DIRECTION: Reformat the listing below as a numbered list, leaving out any blank lines.

:: LISTED RECORDS ::

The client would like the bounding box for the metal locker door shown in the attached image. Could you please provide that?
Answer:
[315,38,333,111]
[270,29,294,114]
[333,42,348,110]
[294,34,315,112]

:::

PROBLEM SOLUTION:
1. The client would like the bounding box for the metal locker door shown in the attached image. Could you please provide that?
2. Answer:
3. [315,38,333,111]
4. [270,29,294,114]
5. [333,42,348,110]
6. [294,34,315,112]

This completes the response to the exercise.